*Exercise description:*
Identify each row below that contains the word "jagged", with case counting, and copy every such row in full.

Collected data:
####################

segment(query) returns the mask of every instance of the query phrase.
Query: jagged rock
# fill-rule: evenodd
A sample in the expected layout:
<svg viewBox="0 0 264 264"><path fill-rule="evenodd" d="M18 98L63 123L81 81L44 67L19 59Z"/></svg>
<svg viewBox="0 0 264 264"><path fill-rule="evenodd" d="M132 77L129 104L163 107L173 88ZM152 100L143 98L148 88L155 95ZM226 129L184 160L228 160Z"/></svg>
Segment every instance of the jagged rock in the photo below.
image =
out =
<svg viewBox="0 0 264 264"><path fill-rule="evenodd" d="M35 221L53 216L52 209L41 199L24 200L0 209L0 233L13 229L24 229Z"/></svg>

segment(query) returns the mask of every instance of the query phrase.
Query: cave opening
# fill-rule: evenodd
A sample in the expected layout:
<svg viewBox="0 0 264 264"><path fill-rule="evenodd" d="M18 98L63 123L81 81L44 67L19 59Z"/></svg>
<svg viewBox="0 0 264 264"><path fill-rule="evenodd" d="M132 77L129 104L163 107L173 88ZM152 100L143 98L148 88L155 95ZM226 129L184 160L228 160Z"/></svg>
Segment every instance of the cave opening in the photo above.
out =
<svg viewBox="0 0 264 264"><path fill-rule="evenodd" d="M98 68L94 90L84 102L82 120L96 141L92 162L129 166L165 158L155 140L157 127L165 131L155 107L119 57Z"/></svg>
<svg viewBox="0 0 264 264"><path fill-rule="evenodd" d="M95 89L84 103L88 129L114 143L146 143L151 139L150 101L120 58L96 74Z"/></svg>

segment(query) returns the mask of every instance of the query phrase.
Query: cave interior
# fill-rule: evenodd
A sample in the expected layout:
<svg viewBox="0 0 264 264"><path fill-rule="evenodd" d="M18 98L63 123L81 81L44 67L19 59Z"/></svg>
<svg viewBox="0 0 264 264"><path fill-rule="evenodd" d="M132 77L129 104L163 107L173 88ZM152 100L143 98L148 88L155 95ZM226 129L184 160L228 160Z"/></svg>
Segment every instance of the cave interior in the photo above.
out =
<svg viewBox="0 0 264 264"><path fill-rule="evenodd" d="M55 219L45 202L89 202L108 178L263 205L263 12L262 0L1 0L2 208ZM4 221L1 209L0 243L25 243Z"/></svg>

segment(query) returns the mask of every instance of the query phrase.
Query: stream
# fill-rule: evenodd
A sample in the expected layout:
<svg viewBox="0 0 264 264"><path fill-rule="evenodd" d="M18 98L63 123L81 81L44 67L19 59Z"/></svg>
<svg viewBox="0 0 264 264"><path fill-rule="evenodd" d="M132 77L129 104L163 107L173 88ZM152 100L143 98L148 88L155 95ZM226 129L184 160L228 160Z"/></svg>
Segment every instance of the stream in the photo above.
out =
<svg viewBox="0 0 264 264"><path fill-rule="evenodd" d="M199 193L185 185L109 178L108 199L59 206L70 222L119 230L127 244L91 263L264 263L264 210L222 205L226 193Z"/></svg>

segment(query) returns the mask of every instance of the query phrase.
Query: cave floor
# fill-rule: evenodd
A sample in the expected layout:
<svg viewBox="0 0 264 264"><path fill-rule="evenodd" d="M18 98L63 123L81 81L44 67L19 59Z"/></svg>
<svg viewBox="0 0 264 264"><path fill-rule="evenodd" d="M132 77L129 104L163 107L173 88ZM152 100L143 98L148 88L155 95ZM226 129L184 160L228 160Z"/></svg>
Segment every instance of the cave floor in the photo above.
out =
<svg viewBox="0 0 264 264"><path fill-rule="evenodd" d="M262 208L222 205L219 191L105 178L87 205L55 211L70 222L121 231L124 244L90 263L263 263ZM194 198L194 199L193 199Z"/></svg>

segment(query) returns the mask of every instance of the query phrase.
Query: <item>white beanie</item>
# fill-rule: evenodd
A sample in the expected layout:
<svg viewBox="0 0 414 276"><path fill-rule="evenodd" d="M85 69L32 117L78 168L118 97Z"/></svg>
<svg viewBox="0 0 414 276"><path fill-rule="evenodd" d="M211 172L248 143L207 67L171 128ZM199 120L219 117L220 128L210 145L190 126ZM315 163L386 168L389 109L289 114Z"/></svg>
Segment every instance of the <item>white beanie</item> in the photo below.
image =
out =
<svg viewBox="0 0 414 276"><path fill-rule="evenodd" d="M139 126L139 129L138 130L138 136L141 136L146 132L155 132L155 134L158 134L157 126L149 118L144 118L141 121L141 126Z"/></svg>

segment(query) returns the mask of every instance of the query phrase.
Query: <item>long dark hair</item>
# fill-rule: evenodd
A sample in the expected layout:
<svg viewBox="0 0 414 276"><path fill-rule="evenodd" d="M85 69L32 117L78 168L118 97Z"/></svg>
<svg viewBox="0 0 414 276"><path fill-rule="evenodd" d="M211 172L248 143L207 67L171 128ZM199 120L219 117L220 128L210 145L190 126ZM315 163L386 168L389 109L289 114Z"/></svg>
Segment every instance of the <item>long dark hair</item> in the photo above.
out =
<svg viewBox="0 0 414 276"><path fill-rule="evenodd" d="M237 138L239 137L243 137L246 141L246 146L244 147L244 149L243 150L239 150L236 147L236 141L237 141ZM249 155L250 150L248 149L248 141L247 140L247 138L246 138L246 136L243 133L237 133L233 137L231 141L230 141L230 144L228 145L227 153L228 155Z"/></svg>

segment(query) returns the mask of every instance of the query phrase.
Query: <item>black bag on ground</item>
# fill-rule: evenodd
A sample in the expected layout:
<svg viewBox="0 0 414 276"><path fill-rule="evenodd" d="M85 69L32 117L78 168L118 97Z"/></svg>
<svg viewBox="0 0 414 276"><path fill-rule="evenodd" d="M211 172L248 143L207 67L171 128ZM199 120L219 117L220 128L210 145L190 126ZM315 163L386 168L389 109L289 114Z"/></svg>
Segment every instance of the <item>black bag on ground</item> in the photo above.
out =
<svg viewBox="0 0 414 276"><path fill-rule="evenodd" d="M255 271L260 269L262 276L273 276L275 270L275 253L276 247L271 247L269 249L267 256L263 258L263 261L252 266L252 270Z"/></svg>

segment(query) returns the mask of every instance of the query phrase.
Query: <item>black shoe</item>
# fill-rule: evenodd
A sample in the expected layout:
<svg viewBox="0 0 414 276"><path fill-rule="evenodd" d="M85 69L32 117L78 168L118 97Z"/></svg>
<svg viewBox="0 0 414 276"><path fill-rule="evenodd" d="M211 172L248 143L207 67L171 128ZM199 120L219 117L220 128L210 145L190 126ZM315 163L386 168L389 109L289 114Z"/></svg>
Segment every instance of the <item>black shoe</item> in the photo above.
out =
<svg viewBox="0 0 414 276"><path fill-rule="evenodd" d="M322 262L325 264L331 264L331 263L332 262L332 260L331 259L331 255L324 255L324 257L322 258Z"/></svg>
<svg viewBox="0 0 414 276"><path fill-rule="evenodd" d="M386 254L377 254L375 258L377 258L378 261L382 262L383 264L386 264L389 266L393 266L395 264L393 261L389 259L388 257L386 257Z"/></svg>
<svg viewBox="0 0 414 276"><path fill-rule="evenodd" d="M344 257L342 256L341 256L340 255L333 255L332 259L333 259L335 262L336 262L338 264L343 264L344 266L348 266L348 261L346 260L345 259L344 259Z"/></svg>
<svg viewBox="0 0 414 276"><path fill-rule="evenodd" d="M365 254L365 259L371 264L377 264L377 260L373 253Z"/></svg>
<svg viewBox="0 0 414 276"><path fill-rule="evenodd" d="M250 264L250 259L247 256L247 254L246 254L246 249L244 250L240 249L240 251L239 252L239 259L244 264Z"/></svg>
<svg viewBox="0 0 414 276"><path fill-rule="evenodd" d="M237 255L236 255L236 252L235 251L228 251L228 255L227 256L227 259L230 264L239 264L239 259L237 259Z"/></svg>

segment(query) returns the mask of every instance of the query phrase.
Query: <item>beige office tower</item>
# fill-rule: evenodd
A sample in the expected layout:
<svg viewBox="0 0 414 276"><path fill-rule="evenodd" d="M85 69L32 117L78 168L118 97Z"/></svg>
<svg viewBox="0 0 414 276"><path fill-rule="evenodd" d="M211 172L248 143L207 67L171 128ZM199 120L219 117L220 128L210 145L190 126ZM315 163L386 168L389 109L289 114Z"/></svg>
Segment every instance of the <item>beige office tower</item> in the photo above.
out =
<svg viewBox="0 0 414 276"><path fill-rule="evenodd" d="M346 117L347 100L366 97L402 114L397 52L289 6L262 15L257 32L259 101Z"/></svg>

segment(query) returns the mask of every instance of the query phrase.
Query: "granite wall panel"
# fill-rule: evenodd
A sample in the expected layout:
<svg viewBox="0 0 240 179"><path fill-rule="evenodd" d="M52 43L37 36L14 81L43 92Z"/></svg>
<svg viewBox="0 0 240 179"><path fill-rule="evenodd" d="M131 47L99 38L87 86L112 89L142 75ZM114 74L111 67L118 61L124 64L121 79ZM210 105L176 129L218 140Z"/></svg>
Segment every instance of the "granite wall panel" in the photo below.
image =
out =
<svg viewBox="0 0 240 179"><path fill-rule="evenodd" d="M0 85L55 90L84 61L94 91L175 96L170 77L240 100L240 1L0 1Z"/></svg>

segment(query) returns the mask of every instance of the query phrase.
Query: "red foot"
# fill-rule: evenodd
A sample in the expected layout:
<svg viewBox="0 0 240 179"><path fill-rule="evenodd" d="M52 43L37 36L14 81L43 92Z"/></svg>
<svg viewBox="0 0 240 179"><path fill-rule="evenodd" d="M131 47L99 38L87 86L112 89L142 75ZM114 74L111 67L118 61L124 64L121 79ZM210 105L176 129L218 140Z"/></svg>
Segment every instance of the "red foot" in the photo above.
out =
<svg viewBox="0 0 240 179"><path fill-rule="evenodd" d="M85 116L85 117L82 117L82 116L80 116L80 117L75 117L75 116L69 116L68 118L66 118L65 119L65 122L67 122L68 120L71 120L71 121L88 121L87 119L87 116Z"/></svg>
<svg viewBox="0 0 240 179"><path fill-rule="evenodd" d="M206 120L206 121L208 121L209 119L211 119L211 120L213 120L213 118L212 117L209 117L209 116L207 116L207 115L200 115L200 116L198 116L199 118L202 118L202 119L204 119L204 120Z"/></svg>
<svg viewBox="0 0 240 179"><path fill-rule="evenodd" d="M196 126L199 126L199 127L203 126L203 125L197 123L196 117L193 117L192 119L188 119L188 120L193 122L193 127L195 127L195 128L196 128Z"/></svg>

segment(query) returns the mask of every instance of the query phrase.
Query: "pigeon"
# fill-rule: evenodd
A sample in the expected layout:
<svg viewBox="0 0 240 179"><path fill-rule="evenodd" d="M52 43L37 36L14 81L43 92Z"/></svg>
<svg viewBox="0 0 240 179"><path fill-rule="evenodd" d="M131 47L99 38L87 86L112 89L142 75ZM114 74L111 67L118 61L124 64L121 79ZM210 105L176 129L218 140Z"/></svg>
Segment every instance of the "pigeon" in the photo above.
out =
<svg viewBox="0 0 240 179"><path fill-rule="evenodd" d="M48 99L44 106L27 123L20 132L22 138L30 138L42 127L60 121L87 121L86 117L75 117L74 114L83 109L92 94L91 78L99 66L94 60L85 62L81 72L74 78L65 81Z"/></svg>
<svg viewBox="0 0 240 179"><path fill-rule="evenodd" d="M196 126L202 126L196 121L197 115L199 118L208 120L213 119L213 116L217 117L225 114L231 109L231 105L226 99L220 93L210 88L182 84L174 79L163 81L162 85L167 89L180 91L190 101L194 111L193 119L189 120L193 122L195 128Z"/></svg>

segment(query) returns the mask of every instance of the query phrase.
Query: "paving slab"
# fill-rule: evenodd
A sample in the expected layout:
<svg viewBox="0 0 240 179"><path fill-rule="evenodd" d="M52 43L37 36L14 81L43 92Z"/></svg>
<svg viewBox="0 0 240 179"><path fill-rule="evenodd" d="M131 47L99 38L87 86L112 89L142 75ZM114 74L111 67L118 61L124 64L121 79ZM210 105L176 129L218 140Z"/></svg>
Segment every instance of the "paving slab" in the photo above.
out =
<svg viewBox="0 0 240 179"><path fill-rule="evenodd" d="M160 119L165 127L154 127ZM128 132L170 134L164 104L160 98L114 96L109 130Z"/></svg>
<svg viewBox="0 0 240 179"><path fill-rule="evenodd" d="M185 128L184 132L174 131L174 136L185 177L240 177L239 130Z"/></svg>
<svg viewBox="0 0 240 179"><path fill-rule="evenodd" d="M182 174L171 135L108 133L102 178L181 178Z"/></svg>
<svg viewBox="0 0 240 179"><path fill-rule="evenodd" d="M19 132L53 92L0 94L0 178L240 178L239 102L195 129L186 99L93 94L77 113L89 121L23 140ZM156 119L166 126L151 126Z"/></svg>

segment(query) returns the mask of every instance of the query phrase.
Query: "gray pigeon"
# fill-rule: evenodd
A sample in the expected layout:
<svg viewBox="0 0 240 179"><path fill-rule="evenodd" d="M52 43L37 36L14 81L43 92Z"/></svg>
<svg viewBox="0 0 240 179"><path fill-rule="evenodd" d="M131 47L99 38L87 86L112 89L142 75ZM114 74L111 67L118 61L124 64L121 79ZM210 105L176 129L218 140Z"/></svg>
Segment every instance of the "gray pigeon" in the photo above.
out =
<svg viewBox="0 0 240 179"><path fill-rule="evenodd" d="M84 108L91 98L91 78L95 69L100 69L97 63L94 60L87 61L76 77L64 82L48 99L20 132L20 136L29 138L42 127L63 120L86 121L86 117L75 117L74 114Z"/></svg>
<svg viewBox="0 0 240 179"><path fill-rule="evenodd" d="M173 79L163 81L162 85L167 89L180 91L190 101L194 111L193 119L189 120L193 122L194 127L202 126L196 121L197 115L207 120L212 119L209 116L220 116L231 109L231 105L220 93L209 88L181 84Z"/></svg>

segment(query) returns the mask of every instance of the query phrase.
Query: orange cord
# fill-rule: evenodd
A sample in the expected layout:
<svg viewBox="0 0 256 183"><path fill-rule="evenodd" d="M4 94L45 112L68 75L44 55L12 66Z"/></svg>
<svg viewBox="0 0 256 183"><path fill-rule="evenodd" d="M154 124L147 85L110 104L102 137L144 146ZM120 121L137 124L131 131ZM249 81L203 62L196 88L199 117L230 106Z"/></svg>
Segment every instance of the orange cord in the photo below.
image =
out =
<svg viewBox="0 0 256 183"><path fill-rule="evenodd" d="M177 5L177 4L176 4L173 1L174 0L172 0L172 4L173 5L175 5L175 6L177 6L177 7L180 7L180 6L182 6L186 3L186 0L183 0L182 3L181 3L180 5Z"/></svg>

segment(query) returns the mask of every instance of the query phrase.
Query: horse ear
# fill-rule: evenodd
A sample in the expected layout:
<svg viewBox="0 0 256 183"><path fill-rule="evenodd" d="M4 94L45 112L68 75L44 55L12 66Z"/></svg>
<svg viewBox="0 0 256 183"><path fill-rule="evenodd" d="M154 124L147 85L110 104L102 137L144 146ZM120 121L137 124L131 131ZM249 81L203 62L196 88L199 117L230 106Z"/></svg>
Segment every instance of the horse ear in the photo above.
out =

####################

*Solution to this exercise:*
Query: jagged rock
Segment every instance of the jagged rock in the photo below.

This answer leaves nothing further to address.